Exercises —
1. Repeat the 3D shapes notes between "- Key vocabulary" and "two faces meet.", inclusive, swapping "faces" for "sides".
2. According to the 3D shapes notes, what is a vertex?

Selected excerpt —

Class 4 Exam > Class 4 Notes > Year 4 Mathematics IGCSE (Cambridge) > Chapter Notes: Investigating 3D Shapes and Nets
Investigating 3D Shapes and Nets Chapter Notes | Year 4 Mathematics IGCSE (Cambridge) - Class 4 PDF Download
The properties of 3D shapes
- The objective is to identify and describe the 2D faces of 3D shapes.
- Describe the properties of 3D shapes using appropriate vocabulary.
- Understanding 3D shape properties is essential for designing and constructing solid objects or containers, relevant to professions like artists, packaging designers, and architects.
- Key vocabulary for describing 3D shapes includes:
- Face: A flat surface of a 3D shape, e.g., a square-based pyramid has 1 square face and 4 triangular faces.
- Edge: A line segment where two faces meet.
- Vertex: A point where two or more edges meet (plural: vertices).
- Common 3D shapes and their properties:
- Square-based pyramid: Has 5 faces (1 square, 4 triangles).

Dataset rows:
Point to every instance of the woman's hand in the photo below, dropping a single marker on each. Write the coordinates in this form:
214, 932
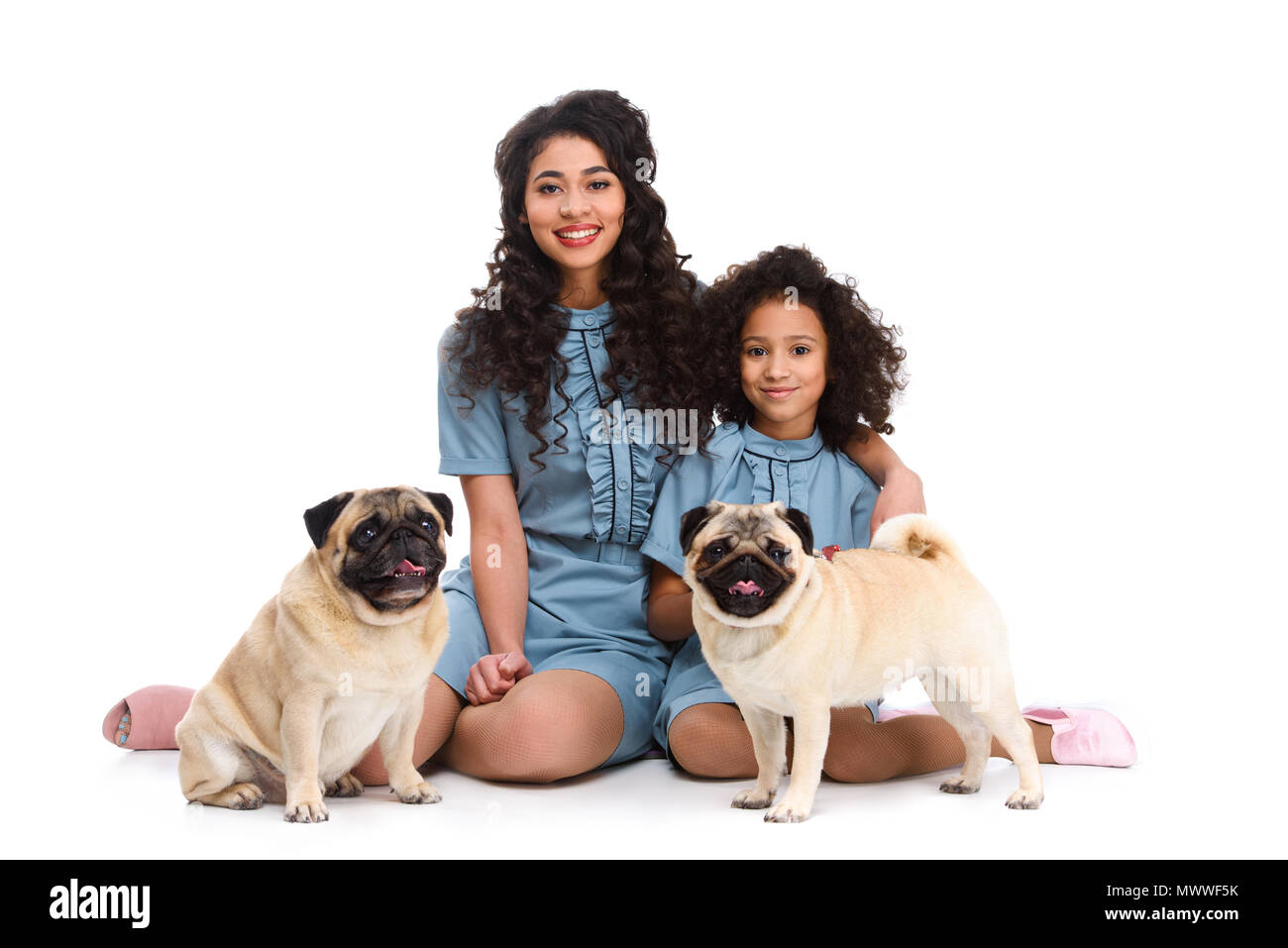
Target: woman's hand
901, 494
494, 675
---
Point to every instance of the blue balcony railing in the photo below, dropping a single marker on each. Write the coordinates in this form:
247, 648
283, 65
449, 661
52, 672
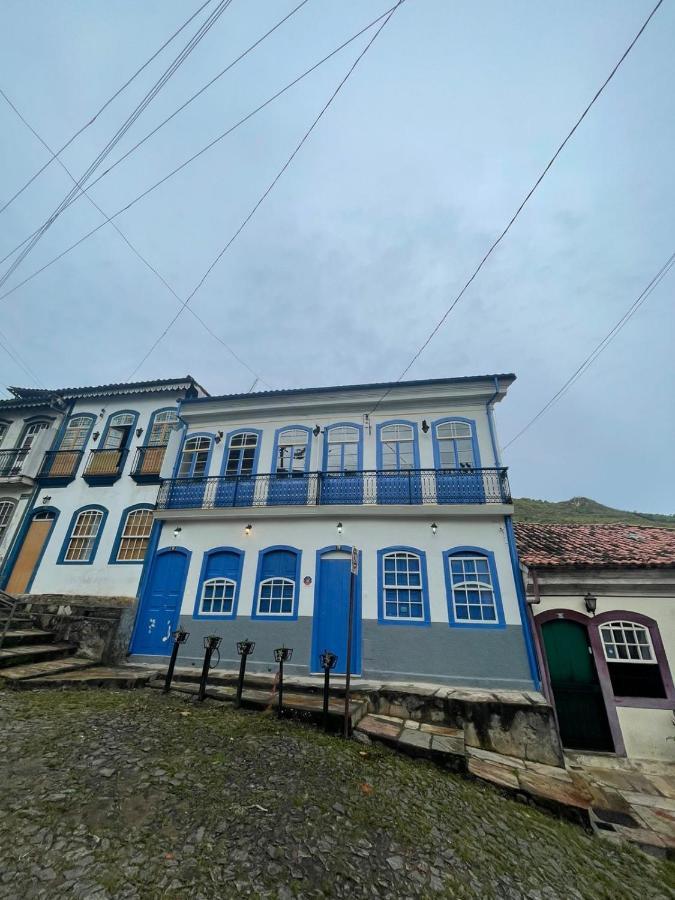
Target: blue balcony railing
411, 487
* * *
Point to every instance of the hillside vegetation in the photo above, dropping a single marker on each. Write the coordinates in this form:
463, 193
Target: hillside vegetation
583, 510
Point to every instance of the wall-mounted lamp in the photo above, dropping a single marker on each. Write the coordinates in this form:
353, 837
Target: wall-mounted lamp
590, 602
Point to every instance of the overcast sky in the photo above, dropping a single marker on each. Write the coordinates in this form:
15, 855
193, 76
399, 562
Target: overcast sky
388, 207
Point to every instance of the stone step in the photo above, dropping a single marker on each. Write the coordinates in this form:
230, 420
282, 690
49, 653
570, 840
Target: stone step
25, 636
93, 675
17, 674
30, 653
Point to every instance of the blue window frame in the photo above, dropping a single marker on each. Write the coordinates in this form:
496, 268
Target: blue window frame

Results of the tasks —
1.
- Key vocabulary for describing 3D shapes includes:
- Face: A flat surface of a 3D shape, e.g., a square-based pyramid has 1 square face and 4 triangular sides.
- Edge: A line segment where two sides meet.

2. A point where two or more edges meet.